Materials provided section start
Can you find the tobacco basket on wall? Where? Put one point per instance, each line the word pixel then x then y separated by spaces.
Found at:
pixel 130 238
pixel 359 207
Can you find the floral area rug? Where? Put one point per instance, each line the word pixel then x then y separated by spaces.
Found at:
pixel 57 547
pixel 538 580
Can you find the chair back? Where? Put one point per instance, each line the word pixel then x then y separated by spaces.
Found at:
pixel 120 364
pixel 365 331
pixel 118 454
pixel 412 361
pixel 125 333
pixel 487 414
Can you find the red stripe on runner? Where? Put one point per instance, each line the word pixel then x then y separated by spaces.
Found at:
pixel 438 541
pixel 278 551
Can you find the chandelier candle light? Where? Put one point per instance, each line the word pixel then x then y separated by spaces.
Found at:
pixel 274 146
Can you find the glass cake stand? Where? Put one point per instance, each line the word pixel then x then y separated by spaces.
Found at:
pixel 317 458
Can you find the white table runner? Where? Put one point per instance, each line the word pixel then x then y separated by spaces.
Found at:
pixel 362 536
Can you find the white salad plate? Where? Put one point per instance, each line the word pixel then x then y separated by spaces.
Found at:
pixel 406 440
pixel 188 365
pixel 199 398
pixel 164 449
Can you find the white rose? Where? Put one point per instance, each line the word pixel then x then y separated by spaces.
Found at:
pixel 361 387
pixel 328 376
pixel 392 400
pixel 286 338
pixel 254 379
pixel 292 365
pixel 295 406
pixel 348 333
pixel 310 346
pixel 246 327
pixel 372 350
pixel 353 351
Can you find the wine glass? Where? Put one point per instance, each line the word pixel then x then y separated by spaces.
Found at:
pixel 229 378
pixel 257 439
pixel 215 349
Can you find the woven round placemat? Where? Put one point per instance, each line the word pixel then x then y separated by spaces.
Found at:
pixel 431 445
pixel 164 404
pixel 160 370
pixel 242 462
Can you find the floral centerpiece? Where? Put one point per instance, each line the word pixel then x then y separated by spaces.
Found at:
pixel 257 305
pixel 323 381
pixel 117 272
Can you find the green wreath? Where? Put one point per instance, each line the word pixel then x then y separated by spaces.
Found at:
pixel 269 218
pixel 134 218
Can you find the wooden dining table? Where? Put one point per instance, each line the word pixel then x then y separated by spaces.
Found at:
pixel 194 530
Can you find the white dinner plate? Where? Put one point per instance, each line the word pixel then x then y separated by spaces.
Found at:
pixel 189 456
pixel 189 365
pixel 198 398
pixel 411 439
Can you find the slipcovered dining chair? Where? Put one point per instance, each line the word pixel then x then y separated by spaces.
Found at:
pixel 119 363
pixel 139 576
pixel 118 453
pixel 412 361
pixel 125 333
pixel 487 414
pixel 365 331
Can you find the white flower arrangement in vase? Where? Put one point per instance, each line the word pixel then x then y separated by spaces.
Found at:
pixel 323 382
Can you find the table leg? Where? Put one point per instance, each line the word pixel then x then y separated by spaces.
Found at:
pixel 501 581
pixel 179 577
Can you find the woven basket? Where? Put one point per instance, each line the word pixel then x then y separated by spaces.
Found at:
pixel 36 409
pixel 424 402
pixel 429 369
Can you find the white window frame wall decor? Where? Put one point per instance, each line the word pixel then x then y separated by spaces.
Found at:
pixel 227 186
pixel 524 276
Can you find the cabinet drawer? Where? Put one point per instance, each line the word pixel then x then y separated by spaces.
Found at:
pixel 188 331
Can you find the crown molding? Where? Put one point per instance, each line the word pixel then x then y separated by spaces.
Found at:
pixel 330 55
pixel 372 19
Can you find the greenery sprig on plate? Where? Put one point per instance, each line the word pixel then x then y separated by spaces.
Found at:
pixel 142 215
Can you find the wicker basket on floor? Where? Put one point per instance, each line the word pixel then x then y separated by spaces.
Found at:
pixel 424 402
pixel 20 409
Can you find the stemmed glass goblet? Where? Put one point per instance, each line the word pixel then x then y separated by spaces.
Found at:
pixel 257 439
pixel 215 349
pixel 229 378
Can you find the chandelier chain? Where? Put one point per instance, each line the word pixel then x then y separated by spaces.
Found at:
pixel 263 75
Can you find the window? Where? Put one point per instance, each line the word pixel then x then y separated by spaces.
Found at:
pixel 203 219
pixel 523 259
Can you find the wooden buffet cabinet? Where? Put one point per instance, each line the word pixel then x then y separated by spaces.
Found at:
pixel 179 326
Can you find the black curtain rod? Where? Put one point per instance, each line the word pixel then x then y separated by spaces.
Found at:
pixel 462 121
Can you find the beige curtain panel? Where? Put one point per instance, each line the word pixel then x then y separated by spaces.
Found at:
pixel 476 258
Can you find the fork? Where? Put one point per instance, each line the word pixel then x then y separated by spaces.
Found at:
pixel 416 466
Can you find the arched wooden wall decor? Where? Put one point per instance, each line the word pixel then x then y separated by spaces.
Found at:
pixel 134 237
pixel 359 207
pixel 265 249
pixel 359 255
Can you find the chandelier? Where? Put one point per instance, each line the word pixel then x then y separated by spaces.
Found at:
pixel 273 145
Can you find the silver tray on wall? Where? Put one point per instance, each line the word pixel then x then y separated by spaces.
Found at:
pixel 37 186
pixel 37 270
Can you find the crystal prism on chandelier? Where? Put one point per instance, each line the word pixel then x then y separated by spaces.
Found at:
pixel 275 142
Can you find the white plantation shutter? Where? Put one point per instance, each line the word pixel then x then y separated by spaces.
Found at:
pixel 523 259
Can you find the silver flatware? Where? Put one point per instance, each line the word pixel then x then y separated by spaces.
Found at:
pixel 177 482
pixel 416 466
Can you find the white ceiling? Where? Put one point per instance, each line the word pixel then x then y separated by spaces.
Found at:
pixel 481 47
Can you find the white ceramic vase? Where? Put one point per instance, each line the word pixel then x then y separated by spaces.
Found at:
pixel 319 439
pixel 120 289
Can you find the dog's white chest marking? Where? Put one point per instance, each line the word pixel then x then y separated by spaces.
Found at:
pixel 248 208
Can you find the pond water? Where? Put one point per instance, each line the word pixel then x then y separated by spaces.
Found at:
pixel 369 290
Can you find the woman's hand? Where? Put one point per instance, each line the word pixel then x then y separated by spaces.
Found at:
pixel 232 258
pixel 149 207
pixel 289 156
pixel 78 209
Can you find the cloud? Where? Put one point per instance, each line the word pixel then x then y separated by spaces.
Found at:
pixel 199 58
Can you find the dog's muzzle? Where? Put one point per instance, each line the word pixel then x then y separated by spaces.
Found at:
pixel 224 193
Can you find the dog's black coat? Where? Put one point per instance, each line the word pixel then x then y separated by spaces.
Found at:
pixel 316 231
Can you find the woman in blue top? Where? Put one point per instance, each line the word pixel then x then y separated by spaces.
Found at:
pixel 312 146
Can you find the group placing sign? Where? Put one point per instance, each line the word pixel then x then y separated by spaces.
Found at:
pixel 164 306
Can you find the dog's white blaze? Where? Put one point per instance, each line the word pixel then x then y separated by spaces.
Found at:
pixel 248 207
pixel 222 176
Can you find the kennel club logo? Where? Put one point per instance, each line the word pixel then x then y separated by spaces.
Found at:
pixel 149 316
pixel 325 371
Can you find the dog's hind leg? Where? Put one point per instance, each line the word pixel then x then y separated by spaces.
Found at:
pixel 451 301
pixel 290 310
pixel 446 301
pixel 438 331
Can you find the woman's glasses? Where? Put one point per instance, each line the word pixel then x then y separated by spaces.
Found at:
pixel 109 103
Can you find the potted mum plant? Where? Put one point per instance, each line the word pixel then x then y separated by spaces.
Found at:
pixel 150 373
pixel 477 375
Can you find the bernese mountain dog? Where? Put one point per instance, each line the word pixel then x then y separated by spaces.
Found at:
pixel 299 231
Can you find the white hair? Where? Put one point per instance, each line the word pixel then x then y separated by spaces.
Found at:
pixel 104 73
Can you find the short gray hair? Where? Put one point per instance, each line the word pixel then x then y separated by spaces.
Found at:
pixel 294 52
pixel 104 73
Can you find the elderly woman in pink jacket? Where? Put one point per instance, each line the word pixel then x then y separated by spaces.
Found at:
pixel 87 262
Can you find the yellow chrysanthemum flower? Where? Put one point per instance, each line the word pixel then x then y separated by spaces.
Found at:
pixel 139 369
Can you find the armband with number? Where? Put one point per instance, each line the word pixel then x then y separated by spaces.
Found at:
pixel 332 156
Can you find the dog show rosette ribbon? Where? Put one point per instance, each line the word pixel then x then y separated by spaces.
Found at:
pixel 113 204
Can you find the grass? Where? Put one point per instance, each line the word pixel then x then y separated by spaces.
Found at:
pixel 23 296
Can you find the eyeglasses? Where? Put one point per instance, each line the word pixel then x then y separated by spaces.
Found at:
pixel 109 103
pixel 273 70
Materials provided section end
Scan the records for the string "table" and show every line that contains it.

Result
Can you find the white table runner? Where? Put one point per instance, each line the word pixel then x then y separated by spaces.
Can you find the wooden dining table? Where? Put one point per instance, each line the word pixel then x then y separated by spaces.
Can you find the table leg? Where? Put one point per instance, each line the word pixel then x then y separated by spaces.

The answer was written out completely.